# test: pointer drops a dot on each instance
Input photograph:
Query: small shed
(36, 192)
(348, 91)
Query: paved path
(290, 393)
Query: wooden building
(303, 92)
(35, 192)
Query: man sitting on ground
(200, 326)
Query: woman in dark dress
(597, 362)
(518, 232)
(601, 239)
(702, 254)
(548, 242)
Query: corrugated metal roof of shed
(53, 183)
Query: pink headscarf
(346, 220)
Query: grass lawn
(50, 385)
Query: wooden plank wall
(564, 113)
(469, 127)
---
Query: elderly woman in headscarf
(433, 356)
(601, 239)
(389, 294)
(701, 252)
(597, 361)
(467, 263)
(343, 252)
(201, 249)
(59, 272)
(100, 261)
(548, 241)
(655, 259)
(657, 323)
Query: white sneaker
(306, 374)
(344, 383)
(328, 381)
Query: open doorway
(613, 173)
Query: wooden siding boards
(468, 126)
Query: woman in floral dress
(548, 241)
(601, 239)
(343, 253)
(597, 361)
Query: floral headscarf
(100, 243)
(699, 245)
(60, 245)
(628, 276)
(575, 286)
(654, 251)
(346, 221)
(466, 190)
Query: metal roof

- **What you will do**: Can you recast the lines from the one with "Query: elderly woman in headscarf" to the one with "Query: metal roof", both included, as a Markdown table with a Row column holding a row number and a Line column holding the line, with blank lines left out?

- **Answer for the task**:
| Row | Line |
|---|---|
| 1 | Query: elderly woman in headscarf |
| 2 | (433, 356) |
| 3 | (601, 239) |
| 4 | (389, 294) |
| 5 | (701, 252) |
| 6 | (597, 361) |
| 7 | (467, 263) |
| 8 | (343, 252) |
| 9 | (201, 249) |
| 10 | (59, 272) |
| 11 | (100, 261) |
| 12 | (548, 241) |
| 13 | (655, 259) |
| 14 | (657, 323) |
| 15 | Query: white sneaker |
| 16 | (306, 374) |
| 17 | (344, 383) |
| 18 | (328, 381) |
| 19 | Query: open doorway |
| 20 | (613, 173) |
| 21 | Query: wooden siding boards |
| 22 | (468, 126) |
| 23 | Query: woman in floral dress |
| 24 | (548, 241) |
| 25 | (601, 239) |
| 26 | (343, 253) |
| 27 | (597, 361) |
| 28 | Query: floral headscarf |
| 29 | (100, 243) |
| 30 | (699, 245) |
| 31 | (60, 245) |
| 32 | (628, 276) |
| 33 | (575, 286) |
| 34 | (654, 251) |
| 35 | (346, 221) |
| 36 | (466, 190) |
| 37 | Query: metal roof |